+++ Excerpt +++

Re: [PATCH 2/3] hwmon: surface_temp: Add support for sensor names

From: Maximilian Luz
Date: Tue Apr 16 2024 - 15:00:20 EST


On 4/16/24 3:30 PM, Guenter Roeck wrote:
On Sat, Mar 30, 2024 at 12:24:01PM +0100, Maximilian Luz wrote:

[...]

+static int ssam_tmp_get_name(struct ssam_device *sdev, u8 iid, char *buf, size_t buf_len)
+{
+ struct ssam_tmp_get_name_rsp name_rsp;
+ int status;
+
+ status = __ssam_tmp_get_name(sdev->ctrl, sdev->uid.target, iid, &name_rsp);
+ if (status)
+ return status;
+
+ /*
+ * This should not fail unless the name in the returned struct is not
+ * null-terminated or someone changed something in the struct
+ * definitions above, since our buffer and struct have the same
+ * capacity by design. So if this fails blow this up with a warning.
+ * Since the more likely cause is that the returned string isn't
+ * null-terminated, we might have received garbage (as opposed to just
+ * an incomplete string), so also fail the function.

+++

### Work to do
1 – From the patch excerpt, return the text starting with "Re: [PATCH 2/3]" and going on through "char *buf, size_t buf_len)".
2 – According to the code comment in the patch excerpt, what two things have the same capacity by design?

+++ Dataset rows +++

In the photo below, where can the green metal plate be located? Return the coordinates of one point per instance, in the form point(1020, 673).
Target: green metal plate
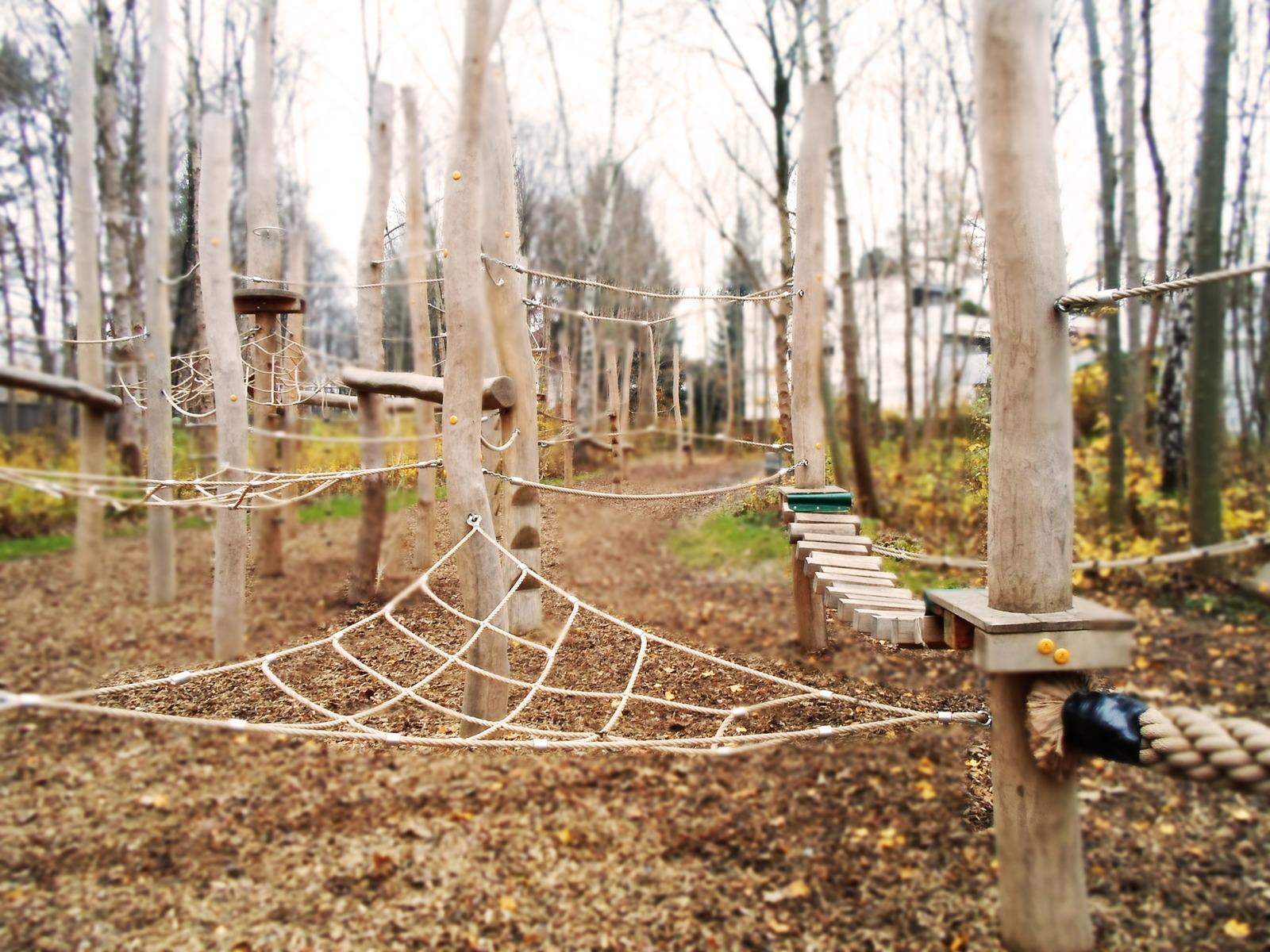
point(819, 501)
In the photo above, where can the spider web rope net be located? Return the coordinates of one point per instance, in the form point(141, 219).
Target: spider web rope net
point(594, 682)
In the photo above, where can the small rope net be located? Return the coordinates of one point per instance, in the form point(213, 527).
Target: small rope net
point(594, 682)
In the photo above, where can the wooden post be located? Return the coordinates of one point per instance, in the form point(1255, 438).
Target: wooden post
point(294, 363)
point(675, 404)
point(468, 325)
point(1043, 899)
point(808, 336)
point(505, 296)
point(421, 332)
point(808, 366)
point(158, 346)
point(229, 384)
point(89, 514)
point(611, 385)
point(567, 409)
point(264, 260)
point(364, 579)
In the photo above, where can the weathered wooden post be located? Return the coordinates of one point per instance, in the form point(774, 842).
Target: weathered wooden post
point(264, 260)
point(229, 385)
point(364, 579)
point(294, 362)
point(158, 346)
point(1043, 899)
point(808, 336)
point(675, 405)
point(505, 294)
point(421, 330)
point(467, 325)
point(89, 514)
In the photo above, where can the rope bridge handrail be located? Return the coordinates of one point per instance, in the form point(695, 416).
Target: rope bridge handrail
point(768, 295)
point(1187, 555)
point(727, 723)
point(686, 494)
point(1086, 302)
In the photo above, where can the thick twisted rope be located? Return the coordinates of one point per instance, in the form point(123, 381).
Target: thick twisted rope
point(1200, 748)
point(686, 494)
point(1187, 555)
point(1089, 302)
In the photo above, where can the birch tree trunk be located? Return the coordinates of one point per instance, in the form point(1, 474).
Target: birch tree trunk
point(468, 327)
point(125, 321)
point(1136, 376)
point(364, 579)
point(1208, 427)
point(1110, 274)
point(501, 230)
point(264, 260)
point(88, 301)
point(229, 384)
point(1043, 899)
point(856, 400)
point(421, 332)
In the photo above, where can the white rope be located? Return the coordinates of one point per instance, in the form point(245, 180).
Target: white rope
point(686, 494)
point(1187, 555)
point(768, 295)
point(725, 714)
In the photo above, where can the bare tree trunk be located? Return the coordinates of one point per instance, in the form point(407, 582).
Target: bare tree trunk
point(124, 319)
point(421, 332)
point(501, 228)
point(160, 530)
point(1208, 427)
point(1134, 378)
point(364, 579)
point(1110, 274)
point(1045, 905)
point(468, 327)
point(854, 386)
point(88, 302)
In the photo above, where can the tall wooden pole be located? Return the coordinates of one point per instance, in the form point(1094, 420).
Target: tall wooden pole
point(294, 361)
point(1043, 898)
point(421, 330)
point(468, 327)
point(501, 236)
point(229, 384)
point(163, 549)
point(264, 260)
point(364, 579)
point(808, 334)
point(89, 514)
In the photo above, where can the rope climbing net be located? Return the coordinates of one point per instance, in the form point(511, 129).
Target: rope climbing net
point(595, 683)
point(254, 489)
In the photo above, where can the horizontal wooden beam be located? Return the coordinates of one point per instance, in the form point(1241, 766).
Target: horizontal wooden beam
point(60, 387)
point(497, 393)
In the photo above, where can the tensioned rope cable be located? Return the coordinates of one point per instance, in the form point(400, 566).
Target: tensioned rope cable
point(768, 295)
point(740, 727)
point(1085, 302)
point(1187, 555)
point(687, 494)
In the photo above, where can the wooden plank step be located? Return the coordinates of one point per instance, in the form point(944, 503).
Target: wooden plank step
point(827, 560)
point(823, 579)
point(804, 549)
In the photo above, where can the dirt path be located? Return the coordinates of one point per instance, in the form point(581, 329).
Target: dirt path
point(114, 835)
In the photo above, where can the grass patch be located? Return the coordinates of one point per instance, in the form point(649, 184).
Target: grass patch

+++

### Answers
1 –
Re: [PATCH 2/3] hwmon: surface_temp: Add support for sensor names

From: Maximilian Luz
Date: Tue Apr 16 2024 - 15:00:20 EST


On 4/16/24 3:30 PM, Guenter Roeck wrote:
On Sat, Mar 30, 2024 at 12:24:01PM +0100, Maximilian Luz wrote:

[...]

+static int ssam_tmp_get_name(struct ssam_device *sdev, u8 iid, char *buf, size_t buf_len)

2 – The buffer and the struct.